begin Quoted text

Since we did not push any predicates, !OptimizerImpl's pred list still has both predicates
in it: { {{{(t1.c1 = t2.c2)}}}, {{{(t2.c3 = t3.c1)}}} }.

''2nd call to getNextPermutation()''
{{{
  join order = [ 0  1 -1 ]
  jpos = 1
  op_target = optimizable "1" in the list = T2
  let pred = "t1.c1 = t2.c2"
    then pred references T1 and T2
      let op_ref = T1
        T1 has an assigned position of "0" which is <= jpos,
          so we've met condition 1.
      let op_ref = T2
        T2 has an assigned position of "1" which is <= jpos,
          so we've met condition 1.
    Therefore we DO push pred to op_target (i.e. to T2).
  let pred = "t2.c3 = t3.c1"
    then pred references T2 and T3
      let op_ref = T2
        T2 has an assigned position of "1" which is <= jpos,
          so we've met condition 1.
      let op_ref = T3
        T3 does not have an assigned position in the join order.
    Therefore we do NOT push pred to op_target.
}}}

Since we pushed {{{(t1.c1 = t2.c2)}}} down to T2, that predicate will then be removed from
!OptimizerImpl's pred list, leaving: { {{{(t2.c3 = t3.c1)}}} }

''3rd call to getNextPermutation()''
{{{
  join order = [ 0  1  2 ]
  jpos = 2
  op_target = optimizable "2" in the list = T3
  let pred = "t2.c3 = t3.c1"
    then pred references T2 and T3
      let op_ref = T2
        T2 has an assigned position of "1" which is <= jpos,
          so we've met condition 1.

end Quoted text

# [Exercise requirements]
1. From the predicate walkthrough above, transcribe everything from "Therefore we DO push" down to "the join order.".
2. Translate this sentence from the predicate walkthrough into Spanish: "T3 does not have an assigned position in the join order."
3. In the predicate walkthrough, which predicate remains in !OptimizerImpl's pred list after the second call to getNextPermutation()?

begin Dataset excerpt

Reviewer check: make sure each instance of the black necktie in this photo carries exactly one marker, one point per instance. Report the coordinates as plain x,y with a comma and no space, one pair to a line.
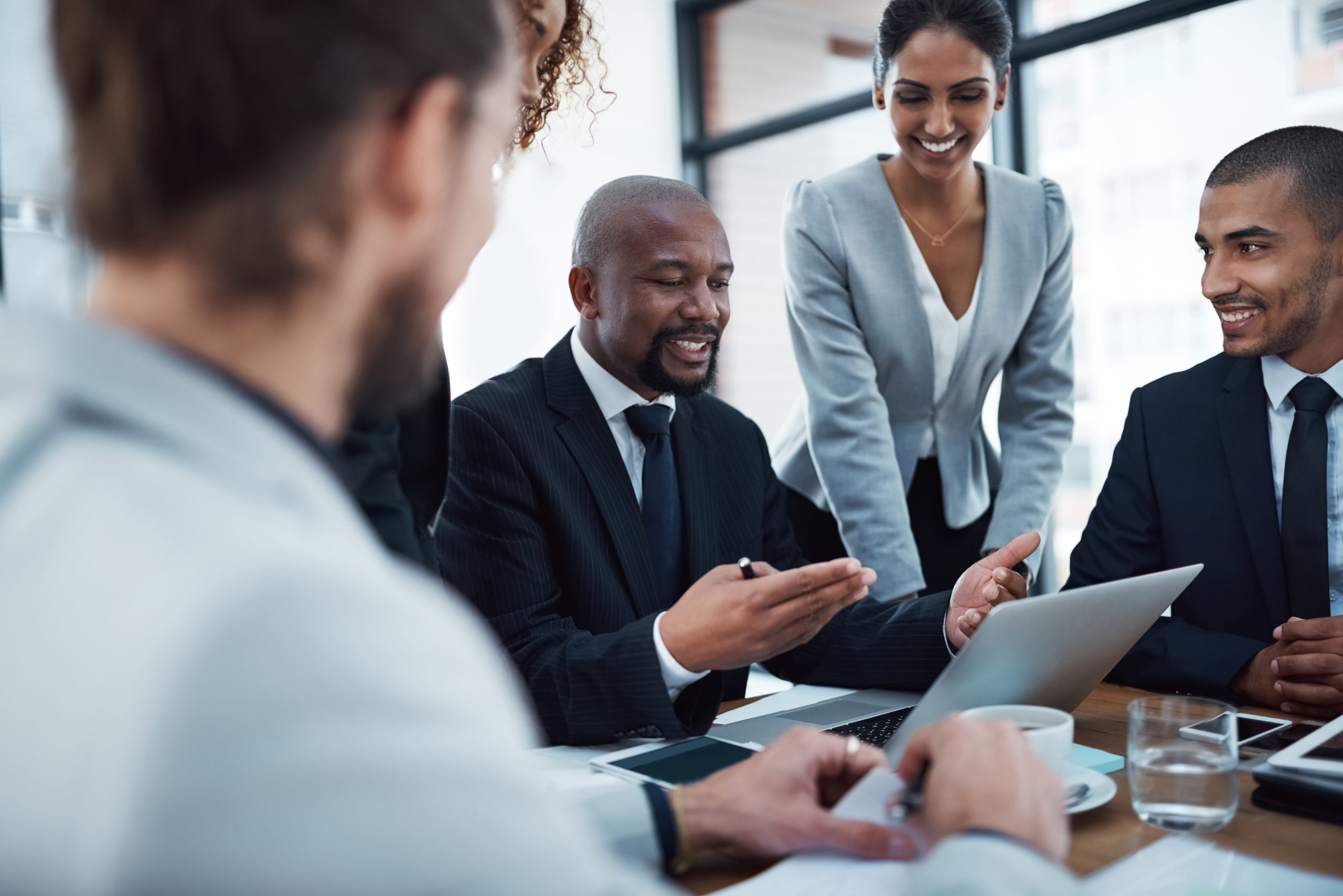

end Dataset excerpt

# [Per-task answers]
1.
Therefore we DO push pred to op_target (i.e. to T2).
  let pred = "t2.c3 = t3.c1"
    then pred references T2 and T3
      let op_ref = T2
        T2 has an assigned position of "1" which is <= jpos,
          so we've met condition 1.
      let op_ref = T3
        T3 does not have an assigned position in the join order.

2. T3 no tiene una posición asignada en el orden de combinación.

3. (t2.c3 = t3.c1)